-- Set problem --
Give again, word for word, only the lines from the one containing "Exercise. Mark the green tree" through the final line.

-- Stored rows --
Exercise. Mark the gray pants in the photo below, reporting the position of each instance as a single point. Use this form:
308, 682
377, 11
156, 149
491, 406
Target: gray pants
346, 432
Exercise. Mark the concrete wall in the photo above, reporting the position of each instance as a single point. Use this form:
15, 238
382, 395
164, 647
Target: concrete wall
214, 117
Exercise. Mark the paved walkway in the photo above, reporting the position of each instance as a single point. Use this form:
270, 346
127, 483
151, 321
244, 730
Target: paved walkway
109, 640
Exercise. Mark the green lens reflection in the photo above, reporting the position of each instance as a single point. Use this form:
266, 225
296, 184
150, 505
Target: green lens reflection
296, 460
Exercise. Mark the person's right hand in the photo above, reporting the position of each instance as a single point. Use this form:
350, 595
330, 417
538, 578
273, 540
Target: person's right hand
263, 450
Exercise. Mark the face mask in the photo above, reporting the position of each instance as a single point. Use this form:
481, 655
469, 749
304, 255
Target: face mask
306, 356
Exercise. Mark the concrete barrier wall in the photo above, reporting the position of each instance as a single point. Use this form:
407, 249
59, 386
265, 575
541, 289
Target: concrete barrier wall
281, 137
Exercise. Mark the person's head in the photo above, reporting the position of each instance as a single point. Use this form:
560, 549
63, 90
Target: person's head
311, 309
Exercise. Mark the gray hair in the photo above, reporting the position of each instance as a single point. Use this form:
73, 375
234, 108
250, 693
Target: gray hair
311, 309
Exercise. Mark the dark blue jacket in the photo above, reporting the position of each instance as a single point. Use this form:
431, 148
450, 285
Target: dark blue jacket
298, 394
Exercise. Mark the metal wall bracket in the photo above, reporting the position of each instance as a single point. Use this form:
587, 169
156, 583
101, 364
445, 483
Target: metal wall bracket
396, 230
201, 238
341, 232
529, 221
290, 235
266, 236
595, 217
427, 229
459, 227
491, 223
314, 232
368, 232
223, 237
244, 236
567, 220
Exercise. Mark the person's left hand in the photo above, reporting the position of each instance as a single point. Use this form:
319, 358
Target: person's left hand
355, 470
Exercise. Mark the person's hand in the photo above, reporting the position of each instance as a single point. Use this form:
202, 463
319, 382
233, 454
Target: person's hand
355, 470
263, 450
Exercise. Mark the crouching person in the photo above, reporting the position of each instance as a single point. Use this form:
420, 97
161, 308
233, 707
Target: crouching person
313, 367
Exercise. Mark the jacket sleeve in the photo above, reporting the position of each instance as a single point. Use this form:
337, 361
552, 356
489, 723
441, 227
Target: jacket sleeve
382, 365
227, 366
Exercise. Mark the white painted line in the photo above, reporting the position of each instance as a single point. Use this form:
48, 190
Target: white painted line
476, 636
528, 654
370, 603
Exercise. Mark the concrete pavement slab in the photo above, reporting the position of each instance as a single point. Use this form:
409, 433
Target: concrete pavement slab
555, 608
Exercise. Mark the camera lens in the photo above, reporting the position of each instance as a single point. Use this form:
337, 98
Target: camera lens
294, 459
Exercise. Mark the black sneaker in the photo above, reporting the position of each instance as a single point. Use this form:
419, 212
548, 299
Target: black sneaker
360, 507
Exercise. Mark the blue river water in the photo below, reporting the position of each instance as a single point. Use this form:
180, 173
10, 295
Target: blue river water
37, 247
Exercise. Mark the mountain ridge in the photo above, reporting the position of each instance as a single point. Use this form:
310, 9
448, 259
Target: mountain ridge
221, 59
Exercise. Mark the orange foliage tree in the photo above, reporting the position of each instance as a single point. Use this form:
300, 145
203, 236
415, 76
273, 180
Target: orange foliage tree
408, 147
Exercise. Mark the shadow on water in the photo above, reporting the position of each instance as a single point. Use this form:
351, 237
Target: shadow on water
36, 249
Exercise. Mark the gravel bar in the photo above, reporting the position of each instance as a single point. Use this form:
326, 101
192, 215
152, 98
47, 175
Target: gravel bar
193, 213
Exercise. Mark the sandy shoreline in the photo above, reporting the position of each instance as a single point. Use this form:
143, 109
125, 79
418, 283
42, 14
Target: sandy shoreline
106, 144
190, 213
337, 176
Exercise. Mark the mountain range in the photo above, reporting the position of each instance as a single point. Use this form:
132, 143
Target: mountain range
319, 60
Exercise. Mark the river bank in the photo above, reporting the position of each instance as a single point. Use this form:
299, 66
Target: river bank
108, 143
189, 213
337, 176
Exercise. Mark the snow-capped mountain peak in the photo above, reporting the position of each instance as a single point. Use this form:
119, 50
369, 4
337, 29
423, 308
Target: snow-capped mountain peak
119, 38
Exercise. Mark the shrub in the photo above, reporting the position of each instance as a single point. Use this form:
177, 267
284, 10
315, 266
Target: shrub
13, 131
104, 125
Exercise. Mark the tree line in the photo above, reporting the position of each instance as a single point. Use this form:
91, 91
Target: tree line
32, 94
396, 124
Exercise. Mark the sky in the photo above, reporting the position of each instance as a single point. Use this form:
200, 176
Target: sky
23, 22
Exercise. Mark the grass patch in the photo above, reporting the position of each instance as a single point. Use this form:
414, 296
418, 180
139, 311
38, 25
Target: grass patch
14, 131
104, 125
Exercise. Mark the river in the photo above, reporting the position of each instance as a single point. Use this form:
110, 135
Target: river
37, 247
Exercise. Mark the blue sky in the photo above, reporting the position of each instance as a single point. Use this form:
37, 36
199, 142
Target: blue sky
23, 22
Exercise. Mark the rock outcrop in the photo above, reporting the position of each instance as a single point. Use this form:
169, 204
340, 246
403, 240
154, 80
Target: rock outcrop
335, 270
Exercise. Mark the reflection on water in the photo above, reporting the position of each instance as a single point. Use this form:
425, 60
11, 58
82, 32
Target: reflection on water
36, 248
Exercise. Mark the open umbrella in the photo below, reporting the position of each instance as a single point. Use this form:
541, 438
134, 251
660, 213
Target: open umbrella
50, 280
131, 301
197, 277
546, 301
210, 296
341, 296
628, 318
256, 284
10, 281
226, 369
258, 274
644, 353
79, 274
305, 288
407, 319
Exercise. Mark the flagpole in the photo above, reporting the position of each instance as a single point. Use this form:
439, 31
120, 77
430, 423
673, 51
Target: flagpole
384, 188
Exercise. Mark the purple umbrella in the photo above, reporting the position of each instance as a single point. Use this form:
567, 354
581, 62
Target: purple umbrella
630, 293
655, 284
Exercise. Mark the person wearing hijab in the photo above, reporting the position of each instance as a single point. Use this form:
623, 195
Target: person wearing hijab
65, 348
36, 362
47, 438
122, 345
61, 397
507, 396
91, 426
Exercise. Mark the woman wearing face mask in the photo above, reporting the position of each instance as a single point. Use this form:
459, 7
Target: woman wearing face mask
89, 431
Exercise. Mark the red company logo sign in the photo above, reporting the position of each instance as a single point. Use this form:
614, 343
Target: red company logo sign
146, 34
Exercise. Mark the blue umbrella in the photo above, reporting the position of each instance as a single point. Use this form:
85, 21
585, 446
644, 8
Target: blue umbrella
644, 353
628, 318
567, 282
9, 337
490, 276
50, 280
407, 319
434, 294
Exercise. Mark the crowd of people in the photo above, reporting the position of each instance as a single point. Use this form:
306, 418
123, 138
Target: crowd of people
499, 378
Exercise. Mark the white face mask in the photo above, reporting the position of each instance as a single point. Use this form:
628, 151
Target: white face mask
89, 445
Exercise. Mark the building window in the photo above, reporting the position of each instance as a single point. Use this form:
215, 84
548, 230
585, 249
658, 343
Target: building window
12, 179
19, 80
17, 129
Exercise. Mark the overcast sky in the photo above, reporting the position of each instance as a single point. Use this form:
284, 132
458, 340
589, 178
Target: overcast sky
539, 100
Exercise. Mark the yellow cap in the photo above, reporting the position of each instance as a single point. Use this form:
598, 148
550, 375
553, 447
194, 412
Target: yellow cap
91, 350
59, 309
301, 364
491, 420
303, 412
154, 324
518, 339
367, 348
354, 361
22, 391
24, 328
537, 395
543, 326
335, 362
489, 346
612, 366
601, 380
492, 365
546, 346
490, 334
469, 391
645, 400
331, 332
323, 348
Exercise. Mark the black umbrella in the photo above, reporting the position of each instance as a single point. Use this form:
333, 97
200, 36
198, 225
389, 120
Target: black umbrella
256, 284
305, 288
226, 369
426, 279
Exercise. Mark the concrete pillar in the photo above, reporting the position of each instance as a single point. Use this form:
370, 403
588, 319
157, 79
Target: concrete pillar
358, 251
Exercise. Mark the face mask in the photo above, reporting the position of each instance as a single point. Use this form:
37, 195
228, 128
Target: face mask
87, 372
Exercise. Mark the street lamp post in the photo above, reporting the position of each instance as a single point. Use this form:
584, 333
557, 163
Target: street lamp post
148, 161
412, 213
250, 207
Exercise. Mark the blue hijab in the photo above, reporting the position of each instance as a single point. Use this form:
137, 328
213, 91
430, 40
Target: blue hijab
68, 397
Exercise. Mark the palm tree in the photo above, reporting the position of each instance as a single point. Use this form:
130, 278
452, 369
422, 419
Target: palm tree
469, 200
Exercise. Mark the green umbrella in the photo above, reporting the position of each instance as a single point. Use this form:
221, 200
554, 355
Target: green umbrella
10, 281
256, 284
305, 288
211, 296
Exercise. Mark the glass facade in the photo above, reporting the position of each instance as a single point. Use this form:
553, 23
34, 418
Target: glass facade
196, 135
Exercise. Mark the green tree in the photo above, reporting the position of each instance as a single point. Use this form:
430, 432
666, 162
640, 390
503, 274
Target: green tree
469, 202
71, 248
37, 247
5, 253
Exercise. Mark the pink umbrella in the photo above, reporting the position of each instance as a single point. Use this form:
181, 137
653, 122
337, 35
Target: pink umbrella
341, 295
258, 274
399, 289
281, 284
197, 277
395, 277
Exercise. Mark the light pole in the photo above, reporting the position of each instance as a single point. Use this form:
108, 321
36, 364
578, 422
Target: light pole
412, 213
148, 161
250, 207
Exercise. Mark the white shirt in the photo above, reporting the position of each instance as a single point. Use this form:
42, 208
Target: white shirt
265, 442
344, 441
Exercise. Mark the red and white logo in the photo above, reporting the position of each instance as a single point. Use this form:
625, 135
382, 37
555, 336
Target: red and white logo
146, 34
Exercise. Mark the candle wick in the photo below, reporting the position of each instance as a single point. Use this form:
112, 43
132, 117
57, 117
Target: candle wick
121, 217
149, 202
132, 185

-- Complete response --
Exercise. Mark the green tree in the photo above, reporting the position of each instance as a single point. Use this form:
430, 432
666, 162
640, 390
503, 274
Target: green tree
469, 202
71, 248
37, 247
5, 253
Exercise. Mark the pink umbrella in the photo above, reporting the position of each instance as a single point. Use this form:
181, 137
653, 122
337, 35
Target: pink umbrella
341, 295
258, 274
399, 289
281, 284
197, 277
395, 277
Exercise. Mark the light pole in the photo above, reporting the position of each instance as a single point. Use this form:
108, 321
36, 364
578, 422
Target: light pole
412, 213
148, 161
250, 207
Exercise. Mark the white shirt in the photo above, reporting the position of each instance as a single point. Use this form:
42, 208
Target: white shirt
265, 442
344, 441
Exercise. Mark the red and white logo in the photo above, reporting the position of each instance as a single point. Use this form:
625, 135
382, 37
555, 336
Target: red and white logo
146, 34
Exercise. Mark the candle wick in the photo below, reporting the position of each instance as a single point. Use this form:
112, 43
132, 117
57, 117
Target: candle wick
121, 217
149, 202
132, 185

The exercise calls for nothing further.